■ **Exercise directions**
From first line to last, output the records below exactly.

——

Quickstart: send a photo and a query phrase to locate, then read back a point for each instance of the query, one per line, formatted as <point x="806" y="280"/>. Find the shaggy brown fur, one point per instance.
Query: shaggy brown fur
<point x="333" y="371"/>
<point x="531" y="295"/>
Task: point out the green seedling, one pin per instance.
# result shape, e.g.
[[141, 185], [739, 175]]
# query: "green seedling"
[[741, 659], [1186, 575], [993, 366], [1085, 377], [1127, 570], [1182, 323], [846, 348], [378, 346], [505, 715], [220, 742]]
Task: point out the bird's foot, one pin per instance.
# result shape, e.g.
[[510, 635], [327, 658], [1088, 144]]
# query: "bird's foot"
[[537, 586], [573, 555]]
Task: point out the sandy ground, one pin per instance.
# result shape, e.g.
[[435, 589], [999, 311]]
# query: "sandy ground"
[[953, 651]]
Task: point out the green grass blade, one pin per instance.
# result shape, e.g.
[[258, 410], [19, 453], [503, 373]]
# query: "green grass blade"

——

■ **Your response**
Quickstart: send a photo and a query phrase to locate, then read back a point for each instance of the query, one per line, formatted as <point x="806" y="280"/>. Find the shaggy brown fur, one point per instance.
Query: shaggy brown fur
<point x="333" y="371"/>
<point x="531" y="295"/>
Task: point out the green seedling, one pin per instance.
# result shape, e.g.
[[141, 185], [739, 175]]
# query: "green seedling"
[[741, 659], [1186, 575], [993, 366], [1085, 377], [1127, 570], [1182, 323], [846, 348], [378, 346], [505, 715], [220, 742]]
Task: point out the bird's foot, one pin per instance.
# result shape, e.g.
[[510, 635], [327, 658], [1088, 144]]
# query: "bird's foot"
[[537, 586], [573, 555]]
Task: point out the sandy ground, one pin per instance.
# result shape, e.g.
[[435, 589], [999, 311]]
# query: "sandy ground"
[[953, 651]]
Task: point out the green grass blade, one pin per instance.
# result shape, e.g.
[[258, 410], [19, 453], [503, 373]]
# query: "green grass blade"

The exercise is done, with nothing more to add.